[Data listing — start]

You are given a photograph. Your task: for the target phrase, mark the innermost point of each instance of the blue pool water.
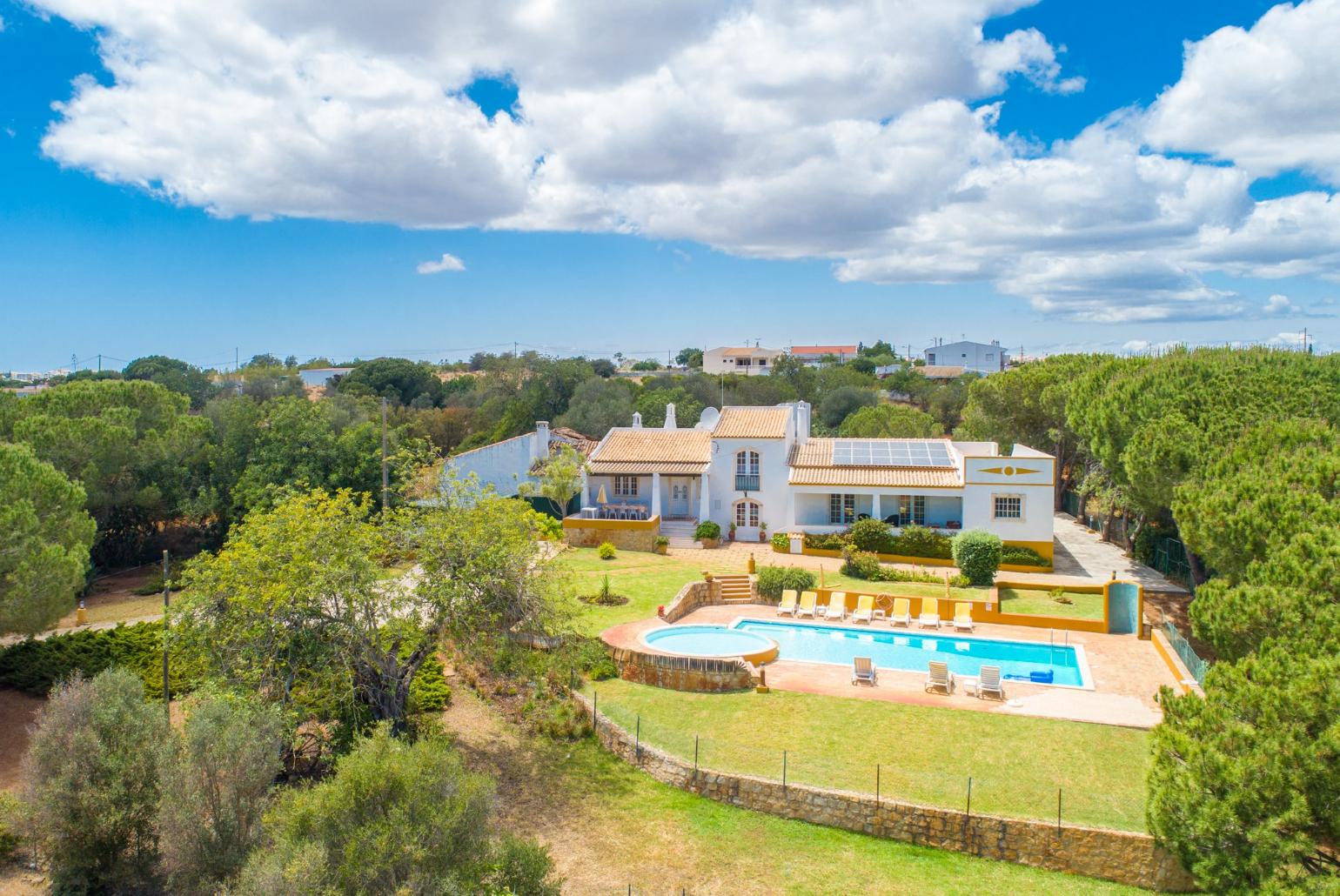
(910, 652)
(707, 640)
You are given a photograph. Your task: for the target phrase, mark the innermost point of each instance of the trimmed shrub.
(920, 541)
(977, 553)
(871, 535)
(774, 580)
(828, 541)
(861, 564)
(1022, 556)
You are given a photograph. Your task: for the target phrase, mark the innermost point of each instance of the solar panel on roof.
(890, 453)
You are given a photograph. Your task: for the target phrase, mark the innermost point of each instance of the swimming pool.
(712, 642)
(911, 652)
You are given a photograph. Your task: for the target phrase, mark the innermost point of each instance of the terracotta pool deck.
(1126, 672)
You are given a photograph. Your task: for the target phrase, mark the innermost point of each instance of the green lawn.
(612, 826)
(925, 753)
(1040, 603)
(650, 580)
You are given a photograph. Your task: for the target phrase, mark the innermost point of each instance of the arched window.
(747, 471)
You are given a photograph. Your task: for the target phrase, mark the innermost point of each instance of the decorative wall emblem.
(1007, 471)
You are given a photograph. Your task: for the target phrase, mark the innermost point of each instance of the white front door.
(679, 497)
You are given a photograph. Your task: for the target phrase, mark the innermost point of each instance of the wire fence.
(1024, 786)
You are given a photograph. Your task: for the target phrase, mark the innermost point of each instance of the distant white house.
(815, 354)
(759, 466)
(748, 360)
(980, 358)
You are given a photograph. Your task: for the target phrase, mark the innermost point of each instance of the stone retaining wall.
(696, 593)
(1119, 856)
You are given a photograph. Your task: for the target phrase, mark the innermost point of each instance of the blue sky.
(99, 265)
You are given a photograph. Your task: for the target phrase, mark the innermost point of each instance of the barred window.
(841, 509)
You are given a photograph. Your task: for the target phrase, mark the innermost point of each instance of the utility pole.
(385, 479)
(166, 689)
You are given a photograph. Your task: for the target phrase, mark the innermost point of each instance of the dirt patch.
(1174, 608)
(17, 712)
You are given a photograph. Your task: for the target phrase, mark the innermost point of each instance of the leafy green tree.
(1243, 785)
(653, 402)
(173, 374)
(600, 405)
(977, 553)
(47, 536)
(91, 784)
(560, 479)
(215, 785)
(139, 457)
(1252, 497)
(394, 819)
(295, 608)
(396, 378)
(689, 358)
(841, 402)
(890, 421)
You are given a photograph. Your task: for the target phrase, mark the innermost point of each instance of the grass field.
(925, 753)
(612, 826)
(1040, 603)
(649, 580)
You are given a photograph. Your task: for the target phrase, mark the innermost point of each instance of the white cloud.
(1265, 98)
(446, 263)
(861, 133)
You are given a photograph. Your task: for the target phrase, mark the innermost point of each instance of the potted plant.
(707, 533)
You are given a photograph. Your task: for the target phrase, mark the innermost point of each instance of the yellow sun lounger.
(902, 612)
(964, 615)
(807, 605)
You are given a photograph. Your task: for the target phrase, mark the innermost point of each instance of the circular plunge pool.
(714, 642)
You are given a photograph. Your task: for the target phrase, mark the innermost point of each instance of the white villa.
(759, 466)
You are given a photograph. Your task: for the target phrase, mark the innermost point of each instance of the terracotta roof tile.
(752, 424)
(627, 451)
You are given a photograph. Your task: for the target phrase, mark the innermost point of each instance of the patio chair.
(836, 605)
(861, 670)
(940, 677)
(807, 605)
(989, 679)
(964, 615)
(902, 612)
(930, 613)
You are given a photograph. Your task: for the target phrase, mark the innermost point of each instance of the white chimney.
(540, 446)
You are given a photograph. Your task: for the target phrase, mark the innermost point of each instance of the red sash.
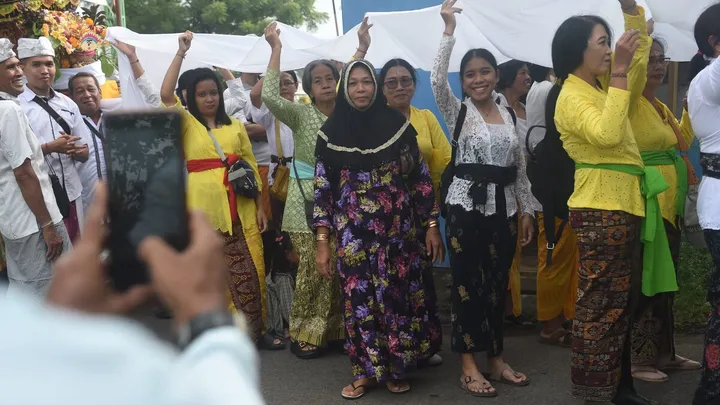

[Data listing — finish]

What you need to do:
Copy the listing exactly, omitting pictures.

Exercise solution:
You are given a photograph. Your task: for the target phrase, mark the innermost point of each instance of the blue pool water.
(910, 652)
(707, 640)
You are given a photograph. Your task: for the target phrase, mark the innermost point of each instance of the trimmed shrub.
(920, 541)
(977, 553)
(871, 535)
(774, 580)
(828, 541)
(861, 564)
(1022, 556)
You are given a photograph. Your task: for the target phrase, mark the innermost point of each instance of the solar panel on roof.
(890, 453)
You are given a photograph. Your task: for the target phrase, mark the innermost point of each instance of the swimming pool.
(712, 642)
(911, 652)
You are given a photograph. Your task: for the target phrase, mark the innermost point of each instance of the terracotta pool deck.
(1126, 672)
You are given a photograph. Your task: for the target phrase, mark the innermost point of each instance of the green lawn.
(612, 826)
(925, 753)
(1040, 603)
(650, 580)
You are given a photograph. Your task: for the target phrase, mark the innermost point of each instance of the arched window.
(747, 471)
You are given a photograph. Your task: for the target phrase, mark the innermost point of each instance of the decorative wall emblem.
(1007, 471)
You are given a photograph. Your task: for the target phrase, mark the innermost point of each instance of the white front door.
(679, 497)
You are given a photograph. Your task: for the target phrase, mark the innermost point of each instance of the wire fence.
(1024, 786)
You are given a photograph. Your task: for the target phrase, mark the innermost point of each instance of the distant white house.
(815, 354)
(759, 466)
(748, 360)
(980, 358)
You are given a photograph. Your task: for the target phrase, mark the innermost point of each instance of the stone retaining wall.
(696, 593)
(1119, 856)
You are given a photograph. Your task: for the target phrase, mark the innermost point of each instance of the blue sky.
(99, 265)
You are given a photograph. Your task: for the target phrase, mark the innermost point of each instance of the barred window.
(841, 509)
You are given a photograph. Your task: for the target phrase, mark the innermost point of each instance of the utility pole.
(385, 479)
(166, 689)
You are given a photograph. Your task: for the target phrase, mark the innermost point of each instance of the dirt patch.
(1174, 608)
(17, 712)
You are given a photograph. Your task: for the target phrase, mark the innermost point of each instance of the leafy green tree.
(1243, 785)
(653, 402)
(173, 374)
(600, 405)
(977, 553)
(47, 536)
(91, 784)
(560, 479)
(215, 785)
(139, 457)
(1252, 497)
(394, 819)
(295, 608)
(396, 378)
(689, 358)
(841, 402)
(890, 421)
You are given a photograph. Your task: for the target phrase, mark the innermost point of each instance of the grass field.
(925, 753)
(612, 826)
(1040, 603)
(649, 580)
You are given a photograph. Your task: for the target phrase, mark the innermost point of each instance of the white cloud.
(1265, 98)
(446, 263)
(861, 133)
You are given a photograph. Your task: for the target phrase, mark the innermost point of each instance of the potted plant.
(707, 533)
You are given a photograph. Your task: for the target phrase, mark the innermost point of each instance of the yellow sun lounger.
(902, 612)
(964, 615)
(807, 605)
You are given a photograph. Your task: for the target phrase, mark the innermost point of each instance of the circular plunge pool.
(714, 642)
You are given a photograph. Your task: for the target phrase, mark the innermost point of each instance of the white villa.
(759, 466)
You are given a photograph. Your task: for the target phrase, mark the innermost point of each instance of the terracotta roof tile.
(752, 424)
(627, 451)
You are given a photograph. Your task: for the target phrase, mark the innermost point of each instance of the patio chair.
(836, 605)
(861, 670)
(940, 677)
(807, 605)
(989, 679)
(964, 615)
(902, 612)
(930, 613)
You are given a photograph. Your task: for the target phrase, mark the innermost point of each instance of the white chimney.
(540, 446)
You are given a photograph. Your task: for the target phrase, mark the innermost point of each instance of the red sash.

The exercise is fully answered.